* [ACTIVITIES]
1 – List every feature that the feature-selection text says was earlier identified as having too many missing values.
2 – Reproduce the feature-selection text word for word, starting at "Next we try" and ending at "easy export below.".
── SUPPLIED TEXT ──
The top ten important features are: 'salary', 'total_payments', 'exercised_stock_options', 'bonus', 'restricted_stock', 'shared_receipt_with_poi', 'total_stock_value', 'deferred_income', 'long_term_incentive' and 'loan_advances'. The newly created features: 'from_poi' and 'to_poi' did not make it to the top 10 features.

Now, we identified a few features before that had too many missing values: 'loan_advances', 'director_fees', 'restricted_stock_deferred', 'deferral_payments', 'deferred_income', before but since select k best selected the 'loan_advances' and 'deferred_income', we need to be careful in selecting features. I want to check how many POIs have missing data for these 5 features before eliminating them. Since I have fewer POIs in our dataset

import pandas as pd
df = pd.DataFrame(my_dataset)
df = df.T
df.loc[df['poi'] == True][['loan_advances', 'director_fees', 'restricted_stock_deferred',
                           'deferral_payments', 'deferred_income']]

I filtered for all the POIs to see if any of them had any values for the features we intend to remove from my algorithm.'loan advances', 'deferral_payments' and 'deferred_income' have values in them and hence if we remove these features, I will lose information pertinent to POIs. I am safe to remove director_fees and restricted_stock_deferred from the algorithm. I also removed email_address feature as its not numerical.

Pick and Tune an Algorithm¶

Next we try a variety of supervised machine learning classifiers to make predictions and test their accuracy.

## Task 4: Try a varity of classifiers
### Please name your classifier clf for easy export below.
### Note that if you want to do PCA or other multi-stage operations,
### you'll need to use Pipelines. For more info:
### http://scikit-learn.org/stable/modules/pipeline.html

from sklearn.pipeline import Pipeline
from sklearn.feature_selection import SelectKBest
from sklearn import cross_validation
from sklearn.model_selection import GridSearchCV
from sklearn.model_selection import StratifiedShuffleSplit
from sklearn.tree import DecisionTreeClassifier
from sklearn.preprocessing import MinMaxScaler
from sklearn.ensemble import AdaBoostClassifier
from sklearn.decomposition import PCA

features_list = ['poi','salary','to_messages', 'deferral_payments',
                'total_payments','exercised_stock_options','bonus','restricted_stock',
                'shared_receipt_with_poi','total_stock_value','expenses',
                'other','from_this_person_to_poi','deferred_income','long_term_incentive',
                'from_poi_to_this_person','loan_advances']

data = featureFormat(my_dataset, features_list, sort_keys = True)
labels, features = targetFeatureSplit(data)
───
── SUPPLIED ENTRIES ──
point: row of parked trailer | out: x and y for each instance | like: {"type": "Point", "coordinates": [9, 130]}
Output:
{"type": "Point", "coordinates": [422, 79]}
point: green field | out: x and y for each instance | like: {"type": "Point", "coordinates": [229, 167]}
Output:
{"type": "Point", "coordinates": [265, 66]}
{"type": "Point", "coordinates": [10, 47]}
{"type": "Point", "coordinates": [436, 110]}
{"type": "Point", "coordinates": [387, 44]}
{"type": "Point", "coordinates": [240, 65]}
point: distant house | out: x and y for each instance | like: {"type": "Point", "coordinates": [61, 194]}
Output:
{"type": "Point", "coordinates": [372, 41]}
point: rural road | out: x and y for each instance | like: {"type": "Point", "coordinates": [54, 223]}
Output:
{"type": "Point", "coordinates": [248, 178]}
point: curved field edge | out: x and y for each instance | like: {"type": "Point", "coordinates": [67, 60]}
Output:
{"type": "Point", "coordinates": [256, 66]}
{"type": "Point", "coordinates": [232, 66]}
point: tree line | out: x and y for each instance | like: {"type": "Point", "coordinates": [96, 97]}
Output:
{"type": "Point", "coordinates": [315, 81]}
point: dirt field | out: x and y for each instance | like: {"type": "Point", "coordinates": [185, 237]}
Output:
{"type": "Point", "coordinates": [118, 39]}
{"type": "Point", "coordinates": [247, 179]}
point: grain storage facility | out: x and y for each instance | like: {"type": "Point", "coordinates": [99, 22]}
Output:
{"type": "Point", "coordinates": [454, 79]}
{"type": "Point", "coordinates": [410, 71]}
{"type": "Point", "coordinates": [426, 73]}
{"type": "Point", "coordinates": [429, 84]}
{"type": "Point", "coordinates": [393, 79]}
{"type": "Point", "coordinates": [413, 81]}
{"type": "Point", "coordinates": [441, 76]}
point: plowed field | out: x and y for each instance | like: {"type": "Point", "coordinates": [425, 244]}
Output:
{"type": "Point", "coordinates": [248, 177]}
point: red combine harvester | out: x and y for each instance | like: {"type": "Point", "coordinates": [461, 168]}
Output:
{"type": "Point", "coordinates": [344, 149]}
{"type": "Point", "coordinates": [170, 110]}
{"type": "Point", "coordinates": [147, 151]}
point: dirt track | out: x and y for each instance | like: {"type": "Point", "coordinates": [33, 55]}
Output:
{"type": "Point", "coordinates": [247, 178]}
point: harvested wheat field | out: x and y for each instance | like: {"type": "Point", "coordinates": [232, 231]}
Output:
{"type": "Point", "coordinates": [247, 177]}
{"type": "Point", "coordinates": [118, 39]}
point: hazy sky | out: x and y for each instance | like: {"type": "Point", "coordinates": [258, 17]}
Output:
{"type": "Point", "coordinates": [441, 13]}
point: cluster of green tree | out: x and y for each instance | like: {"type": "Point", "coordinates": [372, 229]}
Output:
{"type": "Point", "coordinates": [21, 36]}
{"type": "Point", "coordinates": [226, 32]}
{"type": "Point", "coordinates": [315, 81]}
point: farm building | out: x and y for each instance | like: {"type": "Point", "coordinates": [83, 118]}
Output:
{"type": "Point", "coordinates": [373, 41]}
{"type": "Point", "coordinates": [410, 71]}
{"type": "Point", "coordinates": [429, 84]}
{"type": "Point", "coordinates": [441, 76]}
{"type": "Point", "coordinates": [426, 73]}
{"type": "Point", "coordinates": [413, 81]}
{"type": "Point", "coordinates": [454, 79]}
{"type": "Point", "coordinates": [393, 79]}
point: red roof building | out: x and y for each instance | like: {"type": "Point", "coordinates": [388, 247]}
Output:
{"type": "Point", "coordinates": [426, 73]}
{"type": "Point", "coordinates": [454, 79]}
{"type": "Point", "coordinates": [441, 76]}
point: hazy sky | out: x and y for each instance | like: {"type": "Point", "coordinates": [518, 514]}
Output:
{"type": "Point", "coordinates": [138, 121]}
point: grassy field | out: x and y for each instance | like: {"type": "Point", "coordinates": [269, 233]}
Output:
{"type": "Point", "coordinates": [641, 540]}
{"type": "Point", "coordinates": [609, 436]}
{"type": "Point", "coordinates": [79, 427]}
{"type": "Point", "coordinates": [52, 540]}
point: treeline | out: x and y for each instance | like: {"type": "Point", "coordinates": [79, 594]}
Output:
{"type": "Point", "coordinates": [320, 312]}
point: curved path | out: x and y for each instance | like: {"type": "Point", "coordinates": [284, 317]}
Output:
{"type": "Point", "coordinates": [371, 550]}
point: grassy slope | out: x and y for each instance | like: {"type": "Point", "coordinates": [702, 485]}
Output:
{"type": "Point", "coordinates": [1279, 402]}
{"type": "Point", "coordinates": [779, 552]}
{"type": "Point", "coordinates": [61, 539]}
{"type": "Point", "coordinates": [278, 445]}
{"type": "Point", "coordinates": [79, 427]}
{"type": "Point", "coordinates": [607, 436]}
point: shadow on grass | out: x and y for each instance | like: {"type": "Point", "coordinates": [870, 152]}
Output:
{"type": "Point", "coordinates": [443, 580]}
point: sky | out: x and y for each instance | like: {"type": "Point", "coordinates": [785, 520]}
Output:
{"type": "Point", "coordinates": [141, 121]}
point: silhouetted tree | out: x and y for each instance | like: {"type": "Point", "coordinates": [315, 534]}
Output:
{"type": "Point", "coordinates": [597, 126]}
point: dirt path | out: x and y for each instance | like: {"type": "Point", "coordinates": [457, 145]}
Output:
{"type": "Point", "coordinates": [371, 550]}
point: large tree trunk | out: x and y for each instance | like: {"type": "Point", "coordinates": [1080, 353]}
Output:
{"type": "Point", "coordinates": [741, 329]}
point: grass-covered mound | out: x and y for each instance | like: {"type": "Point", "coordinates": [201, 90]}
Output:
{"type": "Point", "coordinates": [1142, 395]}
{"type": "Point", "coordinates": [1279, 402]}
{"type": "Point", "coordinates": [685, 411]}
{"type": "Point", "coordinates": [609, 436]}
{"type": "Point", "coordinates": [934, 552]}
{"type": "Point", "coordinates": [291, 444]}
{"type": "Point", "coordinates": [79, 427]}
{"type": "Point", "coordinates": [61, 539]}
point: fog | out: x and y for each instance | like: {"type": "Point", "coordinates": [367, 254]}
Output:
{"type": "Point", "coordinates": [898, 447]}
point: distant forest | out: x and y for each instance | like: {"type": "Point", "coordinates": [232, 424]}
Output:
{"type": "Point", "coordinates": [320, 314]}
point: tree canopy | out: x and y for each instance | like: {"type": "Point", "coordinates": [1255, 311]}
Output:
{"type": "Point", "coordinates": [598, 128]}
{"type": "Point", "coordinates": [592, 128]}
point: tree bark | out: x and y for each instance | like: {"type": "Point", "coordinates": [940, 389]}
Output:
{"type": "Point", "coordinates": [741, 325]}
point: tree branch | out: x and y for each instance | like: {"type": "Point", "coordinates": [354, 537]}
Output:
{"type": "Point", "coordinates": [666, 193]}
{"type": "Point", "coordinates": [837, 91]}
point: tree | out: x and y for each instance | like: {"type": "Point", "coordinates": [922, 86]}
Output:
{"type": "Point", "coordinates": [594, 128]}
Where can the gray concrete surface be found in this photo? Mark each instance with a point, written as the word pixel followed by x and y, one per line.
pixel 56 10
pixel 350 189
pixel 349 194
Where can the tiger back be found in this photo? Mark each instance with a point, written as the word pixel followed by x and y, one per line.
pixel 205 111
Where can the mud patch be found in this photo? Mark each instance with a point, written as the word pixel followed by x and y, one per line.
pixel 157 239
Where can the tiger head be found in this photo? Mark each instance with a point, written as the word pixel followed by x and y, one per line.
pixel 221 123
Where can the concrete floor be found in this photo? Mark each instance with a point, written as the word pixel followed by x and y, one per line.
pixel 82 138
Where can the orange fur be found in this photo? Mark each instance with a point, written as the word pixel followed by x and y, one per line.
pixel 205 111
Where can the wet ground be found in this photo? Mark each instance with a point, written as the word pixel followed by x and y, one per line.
───
* [ACTIVITY ANSWERS]
1 –
- loan_advances
- director_fees
- restricted_stock_deferred
- deferral_payments
- deferred_income

2 –
Next we try a variety of supervised machine learning classifiers to make predictions and test their accuracy.

## Task 4: Try a varity of classifiers
### Please name your classifier clf for easy export below.